Task inputs:

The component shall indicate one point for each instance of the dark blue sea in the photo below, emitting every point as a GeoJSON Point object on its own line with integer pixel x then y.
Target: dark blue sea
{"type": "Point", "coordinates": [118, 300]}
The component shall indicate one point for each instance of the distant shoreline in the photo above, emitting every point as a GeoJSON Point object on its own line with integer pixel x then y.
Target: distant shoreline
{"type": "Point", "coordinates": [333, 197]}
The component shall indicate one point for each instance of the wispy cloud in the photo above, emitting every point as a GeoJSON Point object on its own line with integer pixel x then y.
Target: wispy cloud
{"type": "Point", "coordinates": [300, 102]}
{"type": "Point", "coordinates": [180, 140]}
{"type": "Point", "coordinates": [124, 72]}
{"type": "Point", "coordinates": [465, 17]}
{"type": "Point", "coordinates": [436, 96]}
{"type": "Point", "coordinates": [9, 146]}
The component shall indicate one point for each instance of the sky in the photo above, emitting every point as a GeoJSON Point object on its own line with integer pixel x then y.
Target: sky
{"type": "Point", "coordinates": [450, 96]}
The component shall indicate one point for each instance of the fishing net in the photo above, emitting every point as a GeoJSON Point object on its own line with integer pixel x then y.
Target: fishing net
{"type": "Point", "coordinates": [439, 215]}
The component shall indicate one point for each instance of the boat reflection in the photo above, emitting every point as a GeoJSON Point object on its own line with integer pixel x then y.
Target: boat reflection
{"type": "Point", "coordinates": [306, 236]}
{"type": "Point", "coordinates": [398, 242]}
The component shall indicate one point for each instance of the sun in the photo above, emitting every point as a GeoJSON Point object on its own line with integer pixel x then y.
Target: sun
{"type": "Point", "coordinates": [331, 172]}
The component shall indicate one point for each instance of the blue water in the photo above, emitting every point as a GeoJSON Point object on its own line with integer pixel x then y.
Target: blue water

Your goal: Change "blue water" to "calm water" in the listing, from the line containing "of the blue" through the end of the listing, and return only those lines with nothing else altered.

Reply:
The component shall indicate one point for each instance of the calm water in the photo above, emitting every point as a GeoJSON Point object on its own line with integer pixel x then y.
Target: calm water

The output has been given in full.